SHORT PROBLEM 1: According to the restaurant ontology text, who are the intended users of the ontology?
SHORT PROBLEM 2: Write a continuation of the restaurant ontology text, beginning after its final sentence.

QUOTED TEXT:
────────────────────────────────────────
Restaurant: Ontology

When developing any Ontology, it important to define the following aspects:

Purpose: The purpose of this Ontology is the conceptual design of a Restaurant with a special focus on Spatial Planning.

Scope: This Ontology contains concepts like the key functional areas of the Restaurant, the different types of Restaurants, particular functions the Restaurant has to fulfill, the Infrastructure needed to support its smooth operation, and the Building elements of the Restaurant.

Intended Users: The intended Users are the Designers and Engineers who are involved in the designing process of a Restaurant.

Intended Use: This Ontology can be used as a Knowledge base for the basic conceptual design of a Restaurant with a focus on spatial planning. Since a vast amount of knowledge and time is required to prepare an extensive Ontology, only basic concepts have been listed in this one. This Ontology can however be developed further by refining and adding more data.

Background Research

Once I decided to work on Restaurant Ontology, I researched extensively to look into how a Restaurant is planned and what design considerations have to be made to design one. A Restaurant is a complex system that has very specific needs that have to be fulfilled for its smooth operation.
────────────────────────────────────────
GIVEN INFORMATION:
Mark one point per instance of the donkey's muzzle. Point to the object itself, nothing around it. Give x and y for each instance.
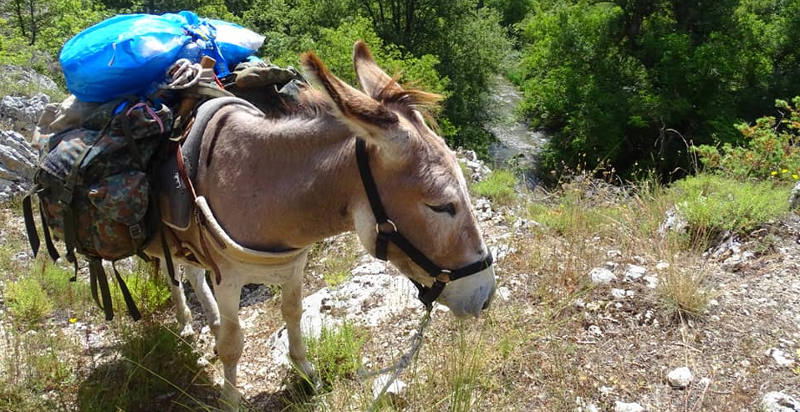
────────────────────────────────────────
RIGHT ANSWER 1: The Designers and Engineers involved in the designing process of a Restaurant.

RIGHT ANSWER 2:
Creating a restaurant design and floor plan involves knowing every anthropometric viability, that is, the space required for human sitting and movement, the area you have, and making optimum utilization of the space, keeping in mind the requirements of the restaurant business.[Ref1] The spatial arrangement in the restaurant layout should be done in such a way that the Front-end of the restaurant, which includes the Entrance and Reception, Waiting Area, Cashier’s Desk, and Dining Area are well connected to the Back-end of the restaurant, which includes the Restaurant Kitchen, Pantry, Storage, and Administration Area. [Ref 2]

Hence, designing a restaurant is a complex process that has multiple steps. The first and foremost step in designing a restaurant is to determine its use. Whether it is going to be used as a Fine Dining Restaurant offering a full service, a Fast Food Joint with Quick Service, or a street-side Cafe. Depending on the usage of the Restaurant, the functional area of the Restaurant and space per person differs, and depending on the number of seating capacity, the Area of the Restaurant is calculated.

area-requirement

Table 1.1 [Ref 3]

The ratio of Guest area to Staff area also differs depending on the type of Restaurant. For example, for an elegant Fine Dining Area which offers full service having an extensive menu which has to be served in several courses, the Staff area is calculated as 40% of the Restaurant area which would provide for easy and efficient movement of food to the table. For a fast-food restaurant which has a fixed menu and mostly pre-packaged food, the Staff area is 25% of the total area.

But regardless of the usage, each restaurant has certain functions that are critical for its smooth operation and require infrastructure that supports its function. The main function of a restaurant is to provide satisfaction to Customers and prove Profitable to the Owners. These functions have been discussed further in the Restaurant Function classes section.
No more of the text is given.